Work to complete
Retype all of the lines below with no changes.

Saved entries
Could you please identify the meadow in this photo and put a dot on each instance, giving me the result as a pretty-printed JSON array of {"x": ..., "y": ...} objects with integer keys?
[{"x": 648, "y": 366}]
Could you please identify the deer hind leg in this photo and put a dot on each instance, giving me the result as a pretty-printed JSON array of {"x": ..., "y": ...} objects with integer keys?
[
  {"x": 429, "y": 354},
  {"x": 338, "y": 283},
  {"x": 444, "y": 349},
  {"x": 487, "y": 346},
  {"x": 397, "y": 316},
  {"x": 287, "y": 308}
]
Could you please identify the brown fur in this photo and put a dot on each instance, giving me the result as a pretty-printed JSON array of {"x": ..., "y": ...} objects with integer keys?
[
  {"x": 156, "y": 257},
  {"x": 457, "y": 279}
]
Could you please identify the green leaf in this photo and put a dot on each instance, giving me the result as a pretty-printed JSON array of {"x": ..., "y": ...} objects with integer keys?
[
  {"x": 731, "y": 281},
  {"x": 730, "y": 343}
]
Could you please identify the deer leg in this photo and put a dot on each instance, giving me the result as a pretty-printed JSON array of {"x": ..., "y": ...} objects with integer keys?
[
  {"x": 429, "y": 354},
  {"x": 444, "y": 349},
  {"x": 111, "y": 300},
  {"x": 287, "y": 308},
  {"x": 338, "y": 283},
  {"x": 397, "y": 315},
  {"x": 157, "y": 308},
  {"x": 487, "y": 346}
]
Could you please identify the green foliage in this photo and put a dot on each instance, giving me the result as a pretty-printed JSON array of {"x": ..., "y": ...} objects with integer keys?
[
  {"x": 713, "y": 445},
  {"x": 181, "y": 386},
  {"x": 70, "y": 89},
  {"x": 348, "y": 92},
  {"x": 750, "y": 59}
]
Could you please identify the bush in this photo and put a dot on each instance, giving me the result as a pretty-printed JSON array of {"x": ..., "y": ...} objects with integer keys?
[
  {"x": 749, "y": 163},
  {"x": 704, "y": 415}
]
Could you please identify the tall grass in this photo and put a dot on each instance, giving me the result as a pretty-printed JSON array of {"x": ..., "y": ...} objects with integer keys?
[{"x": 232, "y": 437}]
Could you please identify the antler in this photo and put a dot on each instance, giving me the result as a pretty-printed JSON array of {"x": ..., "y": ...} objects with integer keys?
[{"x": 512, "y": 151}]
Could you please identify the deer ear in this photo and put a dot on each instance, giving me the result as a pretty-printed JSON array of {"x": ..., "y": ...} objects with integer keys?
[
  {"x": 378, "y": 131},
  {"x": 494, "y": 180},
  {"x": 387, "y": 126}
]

Answer section
Could you please identify the meadow in this photo and put a dot on each instance, giving me the result as a pretty-printed JSON array of {"x": ..., "y": ...} objects with integer keys?
[{"x": 648, "y": 366}]
Could you please identify the deer hind leg in this photo and put a dot on each instance, giving me the result as a pretty-printed JSON array of {"x": ..., "y": ...} objects with integer keys?
[
  {"x": 429, "y": 354},
  {"x": 338, "y": 283},
  {"x": 444, "y": 349},
  {"x": 487, "y": 346},
  {"x": 397, "y": 316},
  {"x": 287, "y": 308}
]
Could you please identify the brown fur in this photo and put a dot on each instance, giving me the result as a pretty-printed JSON array of {"x": ..., "y": ...} objects with integer keys?
[
  {"x": 156, "y": 257},
  {"x": 457, "y": 279}
]
Could you please identify the green leaf in this photo and put a dot on each instance, giving me the result as a pretty-printed JSON array of {"x": ..., "y": ...} objects with integer keys?
[
  {"x": 731, "y": 281},
  {"x": 730, "y": 343}
]
Could you please identify the deer leg in this photo and put a dot on each instance, giving me the result as a pretty-printed JSON array of {"x": ..., "y": ...} objects with integer keys?
[
  {"x": 429, "y": 354},
  {"x": 444, "y": 349},
  {"x": 111, "y": 300},
  {"x": 287, "y": 308},
  {"x": 338, "y": 283},
  {"x": 397, "y": 315},
  {"x": 157, "y": 308},
  {"x": 487, "y": 346}
]
Could you please identify the green foliage in this photo and put a dot on each instance, giving me the result as a pretty-printed JSON array of {"x": ..., "y": ...} objects with integer keys?
[
  {"x": 713, "y": 445},
  {"x": 181, "y": 386},
  {"x": 70, "y": 89},
  {"x": 348, "y": 92},
  {"x": 750, "y": 59}
]
Could you please identify the bush in this photo and put a dot on each instance, giving me the result as a pretty-printed JSON array of {"x": ..., "y": ...} objects with integer keys?
[
  {"x": 749, "y": 163},
  {"x": 704, "y": 415}
]
Could you please identify the tall grass in this photo and put a dot on each instance, giving me the result as a pretty-printed JSON array of {"x": ..., "y": ...} objects with integer keys?
[{"x": 232, "y": 437}]
Could you please identify the antler in this photo and put a dot on each instance, giving me the result as a pretty-printed JSON array of {"x": ..., "y": ...} objects with integer keys?
[{"x": 512, "y": 151}]
Could you please identify the deer ear in this photo and put a dot on each instance, giving me the result as a pretty-printed JSON array of {"x": ..., "y": ...} objects with integer keys?
[
  {"x": 378, "y": 131},
  {"x": 494, "y": 180},
  {"x": 387, "y": 126}
]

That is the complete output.